DO THIS ▸ Scale only the data from the line with "Where can the tractor cab be" to the line with "(1101, 360)", both included. Write out every one of those lines again, multiplying each coordinate by 2.35 and rounding to whole numbers with halves going up.

DATASET ROWS ▸
□ □ □ □ □ □ □

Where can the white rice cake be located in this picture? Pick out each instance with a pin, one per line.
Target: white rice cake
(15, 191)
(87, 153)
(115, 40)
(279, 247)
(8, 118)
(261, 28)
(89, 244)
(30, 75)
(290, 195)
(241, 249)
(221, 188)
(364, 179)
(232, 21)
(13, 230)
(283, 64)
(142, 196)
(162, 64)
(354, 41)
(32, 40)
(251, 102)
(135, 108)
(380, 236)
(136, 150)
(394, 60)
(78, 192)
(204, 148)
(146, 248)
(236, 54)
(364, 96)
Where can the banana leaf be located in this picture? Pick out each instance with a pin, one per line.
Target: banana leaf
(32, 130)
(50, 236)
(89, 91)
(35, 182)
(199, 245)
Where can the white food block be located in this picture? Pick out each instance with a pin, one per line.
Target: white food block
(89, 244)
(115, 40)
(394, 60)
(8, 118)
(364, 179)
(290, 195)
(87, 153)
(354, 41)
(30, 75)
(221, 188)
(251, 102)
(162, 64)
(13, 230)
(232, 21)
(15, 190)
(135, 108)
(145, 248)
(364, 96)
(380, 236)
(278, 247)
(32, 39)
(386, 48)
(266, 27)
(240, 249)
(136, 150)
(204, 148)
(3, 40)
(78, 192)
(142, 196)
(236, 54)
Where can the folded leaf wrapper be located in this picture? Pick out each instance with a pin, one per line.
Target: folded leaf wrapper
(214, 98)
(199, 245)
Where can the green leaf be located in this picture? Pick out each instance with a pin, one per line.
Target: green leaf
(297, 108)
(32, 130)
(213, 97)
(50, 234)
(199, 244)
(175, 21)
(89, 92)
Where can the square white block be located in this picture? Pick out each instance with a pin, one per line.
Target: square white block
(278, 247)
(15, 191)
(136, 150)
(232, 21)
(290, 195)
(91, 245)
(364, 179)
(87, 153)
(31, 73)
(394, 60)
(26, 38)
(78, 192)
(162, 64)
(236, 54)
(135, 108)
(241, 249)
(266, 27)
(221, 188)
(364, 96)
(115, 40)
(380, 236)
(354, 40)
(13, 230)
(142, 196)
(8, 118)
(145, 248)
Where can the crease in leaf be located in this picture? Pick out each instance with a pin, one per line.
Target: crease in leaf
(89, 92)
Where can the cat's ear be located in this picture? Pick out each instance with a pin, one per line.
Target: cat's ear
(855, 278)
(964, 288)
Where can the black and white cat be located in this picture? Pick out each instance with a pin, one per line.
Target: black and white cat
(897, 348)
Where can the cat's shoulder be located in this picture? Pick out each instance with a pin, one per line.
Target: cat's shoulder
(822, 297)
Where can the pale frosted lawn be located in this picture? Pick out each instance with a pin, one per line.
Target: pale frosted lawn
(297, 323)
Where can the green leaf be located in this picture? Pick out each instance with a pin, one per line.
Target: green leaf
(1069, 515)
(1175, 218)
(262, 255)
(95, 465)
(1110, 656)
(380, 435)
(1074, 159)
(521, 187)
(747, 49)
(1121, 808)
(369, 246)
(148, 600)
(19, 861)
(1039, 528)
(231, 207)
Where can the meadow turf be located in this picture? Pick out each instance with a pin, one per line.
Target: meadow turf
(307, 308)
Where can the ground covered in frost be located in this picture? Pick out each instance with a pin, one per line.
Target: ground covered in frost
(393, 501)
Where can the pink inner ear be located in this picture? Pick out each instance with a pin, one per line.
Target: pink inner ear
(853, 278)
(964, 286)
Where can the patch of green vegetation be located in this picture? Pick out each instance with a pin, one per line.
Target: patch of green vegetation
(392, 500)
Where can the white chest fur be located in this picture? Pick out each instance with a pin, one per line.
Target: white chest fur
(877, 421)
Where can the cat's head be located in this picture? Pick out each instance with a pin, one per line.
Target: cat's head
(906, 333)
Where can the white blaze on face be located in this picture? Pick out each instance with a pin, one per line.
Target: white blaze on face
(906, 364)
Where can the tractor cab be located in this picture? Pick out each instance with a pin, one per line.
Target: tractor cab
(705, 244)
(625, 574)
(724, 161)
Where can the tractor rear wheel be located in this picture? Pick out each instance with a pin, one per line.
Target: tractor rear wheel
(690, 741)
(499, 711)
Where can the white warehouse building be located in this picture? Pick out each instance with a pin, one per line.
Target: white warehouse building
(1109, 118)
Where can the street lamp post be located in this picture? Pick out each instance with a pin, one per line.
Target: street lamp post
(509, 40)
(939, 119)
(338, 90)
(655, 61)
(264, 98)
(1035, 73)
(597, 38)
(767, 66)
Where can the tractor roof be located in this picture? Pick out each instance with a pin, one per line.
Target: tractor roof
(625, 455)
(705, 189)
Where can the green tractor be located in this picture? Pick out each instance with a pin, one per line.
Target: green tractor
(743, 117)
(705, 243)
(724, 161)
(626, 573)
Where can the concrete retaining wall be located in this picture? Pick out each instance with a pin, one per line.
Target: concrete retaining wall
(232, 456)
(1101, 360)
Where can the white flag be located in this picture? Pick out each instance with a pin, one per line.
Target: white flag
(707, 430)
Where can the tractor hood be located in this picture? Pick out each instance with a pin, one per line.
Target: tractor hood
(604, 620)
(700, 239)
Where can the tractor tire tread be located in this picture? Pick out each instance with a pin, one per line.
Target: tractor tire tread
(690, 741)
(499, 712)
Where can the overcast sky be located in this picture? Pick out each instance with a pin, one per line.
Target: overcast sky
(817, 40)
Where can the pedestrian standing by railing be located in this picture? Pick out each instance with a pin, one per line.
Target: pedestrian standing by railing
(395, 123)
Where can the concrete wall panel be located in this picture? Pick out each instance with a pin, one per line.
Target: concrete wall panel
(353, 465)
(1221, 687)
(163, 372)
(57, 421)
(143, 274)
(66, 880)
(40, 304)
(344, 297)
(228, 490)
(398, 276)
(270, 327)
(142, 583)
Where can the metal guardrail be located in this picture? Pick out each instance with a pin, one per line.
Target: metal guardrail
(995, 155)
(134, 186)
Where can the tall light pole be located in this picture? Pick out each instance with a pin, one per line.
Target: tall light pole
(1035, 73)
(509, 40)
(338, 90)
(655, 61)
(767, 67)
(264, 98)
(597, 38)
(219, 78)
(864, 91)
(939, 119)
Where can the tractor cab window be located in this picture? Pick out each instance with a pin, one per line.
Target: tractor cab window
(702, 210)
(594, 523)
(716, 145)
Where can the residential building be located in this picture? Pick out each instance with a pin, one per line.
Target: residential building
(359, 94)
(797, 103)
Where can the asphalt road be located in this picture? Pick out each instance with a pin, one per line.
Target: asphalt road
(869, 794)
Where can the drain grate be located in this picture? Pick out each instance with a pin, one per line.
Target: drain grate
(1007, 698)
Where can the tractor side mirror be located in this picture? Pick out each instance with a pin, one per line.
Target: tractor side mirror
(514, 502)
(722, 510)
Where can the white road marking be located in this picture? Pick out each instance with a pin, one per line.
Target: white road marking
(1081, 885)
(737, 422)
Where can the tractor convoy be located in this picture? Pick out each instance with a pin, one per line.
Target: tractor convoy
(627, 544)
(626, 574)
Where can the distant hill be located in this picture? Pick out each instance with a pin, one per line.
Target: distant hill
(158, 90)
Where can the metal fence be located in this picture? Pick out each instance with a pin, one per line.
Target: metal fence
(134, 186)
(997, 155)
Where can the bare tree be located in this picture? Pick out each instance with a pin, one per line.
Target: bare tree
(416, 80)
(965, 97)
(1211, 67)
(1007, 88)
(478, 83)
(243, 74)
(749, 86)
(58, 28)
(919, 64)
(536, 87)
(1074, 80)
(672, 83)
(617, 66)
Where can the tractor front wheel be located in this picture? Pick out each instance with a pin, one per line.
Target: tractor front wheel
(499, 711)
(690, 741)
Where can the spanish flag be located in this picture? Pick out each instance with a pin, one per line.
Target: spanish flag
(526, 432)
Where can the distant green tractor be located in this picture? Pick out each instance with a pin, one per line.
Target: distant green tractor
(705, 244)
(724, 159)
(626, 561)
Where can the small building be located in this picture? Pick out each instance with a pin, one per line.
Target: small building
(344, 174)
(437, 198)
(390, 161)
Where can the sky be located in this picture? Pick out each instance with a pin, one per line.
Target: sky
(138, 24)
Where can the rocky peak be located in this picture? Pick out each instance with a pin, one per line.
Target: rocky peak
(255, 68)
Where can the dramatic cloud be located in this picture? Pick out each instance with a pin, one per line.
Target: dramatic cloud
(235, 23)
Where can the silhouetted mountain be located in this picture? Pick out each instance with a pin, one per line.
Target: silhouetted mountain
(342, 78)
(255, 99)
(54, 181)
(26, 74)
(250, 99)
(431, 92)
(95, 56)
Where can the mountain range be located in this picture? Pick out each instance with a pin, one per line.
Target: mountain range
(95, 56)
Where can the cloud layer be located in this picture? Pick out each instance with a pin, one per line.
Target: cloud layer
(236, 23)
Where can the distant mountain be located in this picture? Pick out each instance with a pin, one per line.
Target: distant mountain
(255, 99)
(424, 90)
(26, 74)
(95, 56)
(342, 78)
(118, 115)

□ □ □ □ □ □ □

SOLUTION TO THIS PROBLEM ▸
Where can the tractor cab be located in this picture? Pick out each instance with a pin, one per line.
Target: tractor cab
(1657, 573)
(1469, 1349)
(1701, 378)
Where can the tractor rear wheel be located in this picture? Pick out each instance with a pin, one per line.
Target: tractor rear wheel
(1622, 1741)
(1173, 1671)
Where can the white warehouse building be located in this picture? Pick out each instance with a pin, one per line.
Target: white warehouse building
(2606, 277)
Where can the street lamp post be located in this picture? Pick out each instance with a pin, one per line.
Target: street lamp post
(1196, 94)
(2207, 280)
(794, 212)
(1539, 143)
(620, 230)
(2432, 172)
(1403, 89)
(1802, 155)
Where can the tractor roof be located in this picture? Pick out each instance with a pin, one per line.
Target: tractor roof
(1469, 1069)
(1657, 444)
Where can the green tractor be located in this picture? Pick out each instance with a pin, one per line.
Target: green tractor
(1746, 275)
(1657, 571)
(1701, 378)
(1471, 1347)
Where can the concrete retaining wall be located in this picture? Pick out each instance with a pin, one per line.
Target: concrete retaining wall
(545, 1072)
(2587, 846)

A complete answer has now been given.